| TEXTO FORNECIDO |

SPFW sem filtro: Meninos Rei, Walério Araújo, Bold Strap e Greg Joey

O que pensa o time ELLE sobre os destaques do primeiro dia da semana de moda.


Walério Araújo. Foto: Agência Fotosite



E começou. Não sem aquela confusão básica de primeiro dia, com todo mundo meio perdido, informações cruzadas, dificuldades para entrar nas salas de desfile, encontrar os camarins e atrasos de quase duas horas. Faz parte, a gente sabe. E considerando a falta de estrutura da edição passada, esta 54ª São Paulo Fashion Week já mostra melhoras consideráveis.

| MATERIAL DE ORIGEM |

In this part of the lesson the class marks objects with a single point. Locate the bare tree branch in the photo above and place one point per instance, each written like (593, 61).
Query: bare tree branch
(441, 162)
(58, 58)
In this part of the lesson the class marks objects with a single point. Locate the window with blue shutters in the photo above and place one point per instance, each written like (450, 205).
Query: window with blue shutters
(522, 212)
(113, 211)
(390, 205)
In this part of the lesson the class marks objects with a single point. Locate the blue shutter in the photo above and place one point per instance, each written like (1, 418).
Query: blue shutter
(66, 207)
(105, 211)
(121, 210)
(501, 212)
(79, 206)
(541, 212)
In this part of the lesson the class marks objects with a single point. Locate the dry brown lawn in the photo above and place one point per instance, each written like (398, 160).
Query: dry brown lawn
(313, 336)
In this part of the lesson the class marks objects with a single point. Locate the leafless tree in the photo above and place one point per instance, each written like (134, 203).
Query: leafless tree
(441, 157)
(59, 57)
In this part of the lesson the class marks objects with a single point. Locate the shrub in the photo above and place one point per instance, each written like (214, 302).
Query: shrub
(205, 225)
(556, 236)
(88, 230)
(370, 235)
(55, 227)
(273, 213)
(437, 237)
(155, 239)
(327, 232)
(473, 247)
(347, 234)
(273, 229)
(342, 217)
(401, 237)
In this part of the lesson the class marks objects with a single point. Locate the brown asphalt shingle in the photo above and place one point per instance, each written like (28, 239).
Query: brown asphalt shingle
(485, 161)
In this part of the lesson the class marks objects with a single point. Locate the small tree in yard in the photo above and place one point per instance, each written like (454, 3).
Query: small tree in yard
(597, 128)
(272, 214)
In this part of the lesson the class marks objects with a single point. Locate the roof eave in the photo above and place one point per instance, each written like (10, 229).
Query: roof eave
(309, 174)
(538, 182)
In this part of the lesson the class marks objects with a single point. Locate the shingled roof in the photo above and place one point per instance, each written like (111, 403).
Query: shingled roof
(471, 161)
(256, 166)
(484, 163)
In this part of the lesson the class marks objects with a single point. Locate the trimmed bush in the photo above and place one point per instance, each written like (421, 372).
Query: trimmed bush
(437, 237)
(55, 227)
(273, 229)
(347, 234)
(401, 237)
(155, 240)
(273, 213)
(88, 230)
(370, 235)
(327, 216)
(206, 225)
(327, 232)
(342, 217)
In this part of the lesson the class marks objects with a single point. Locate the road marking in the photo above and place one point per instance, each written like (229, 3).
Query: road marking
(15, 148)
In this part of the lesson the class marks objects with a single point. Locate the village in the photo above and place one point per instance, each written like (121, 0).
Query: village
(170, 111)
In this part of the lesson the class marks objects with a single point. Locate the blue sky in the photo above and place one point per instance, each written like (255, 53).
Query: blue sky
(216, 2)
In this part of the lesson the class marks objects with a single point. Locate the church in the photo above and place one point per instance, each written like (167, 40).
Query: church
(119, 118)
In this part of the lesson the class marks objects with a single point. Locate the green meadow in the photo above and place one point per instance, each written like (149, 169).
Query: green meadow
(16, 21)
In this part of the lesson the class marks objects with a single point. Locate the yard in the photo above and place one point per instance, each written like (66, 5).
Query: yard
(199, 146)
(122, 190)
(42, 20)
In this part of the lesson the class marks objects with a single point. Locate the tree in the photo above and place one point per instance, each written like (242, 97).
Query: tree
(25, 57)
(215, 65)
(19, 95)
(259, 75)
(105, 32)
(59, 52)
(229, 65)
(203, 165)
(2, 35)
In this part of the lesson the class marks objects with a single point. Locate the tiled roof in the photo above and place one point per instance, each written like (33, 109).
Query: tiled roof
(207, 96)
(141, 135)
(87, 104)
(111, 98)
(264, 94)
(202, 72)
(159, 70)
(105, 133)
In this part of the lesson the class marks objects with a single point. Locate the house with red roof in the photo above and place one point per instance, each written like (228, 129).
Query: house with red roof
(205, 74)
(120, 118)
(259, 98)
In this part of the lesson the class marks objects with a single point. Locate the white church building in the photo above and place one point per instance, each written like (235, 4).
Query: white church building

| INSTRUÇÕES DAS TAREFAS |
- a) Informe cada linha das entradas em que aparece a palavra "leafless".
- b) Continue o texto sobre o primeiro dia da São Paulo Fashion Week a partir do ponto em que ele para.

| RESPOSTAS DO EXERCÍCIO |
- a)
In this part of the lesson the class marks objects with a single point. Locate the leafless tree in the photo above and place one point per instance, each written like (134, 203).
Query: leafless tree

- b)
Outra novidade é a venda de ingressos, sobre a qual falamos aqui. Só não ficou claro se as marcas cujos desfiles que entraram nos pacotes de convites pagos recebem alguma parte dessa verba. Segundo nossa apuração com alguns participantes, não. E isso é problemático. Ainda mais se, como afirmou Paulo Borges, diretor criativo da SPFW, ao jornal Folha de S. Paulo, o evento se paga com as cotas de patrocínio, sem uso de leis de incentivo.

Imagina Caetano Veloso fazendo um show sem receber nada, com todo dinheiro da bilheteria indo só para a produção ou para o festival. Pois é, Paula Lavigne jamais aceitaria. Se a SPFW tem como objetivo incentivar e fomentar a moda brasileira, tá aí um ponto que precisa ser revisto com urgência.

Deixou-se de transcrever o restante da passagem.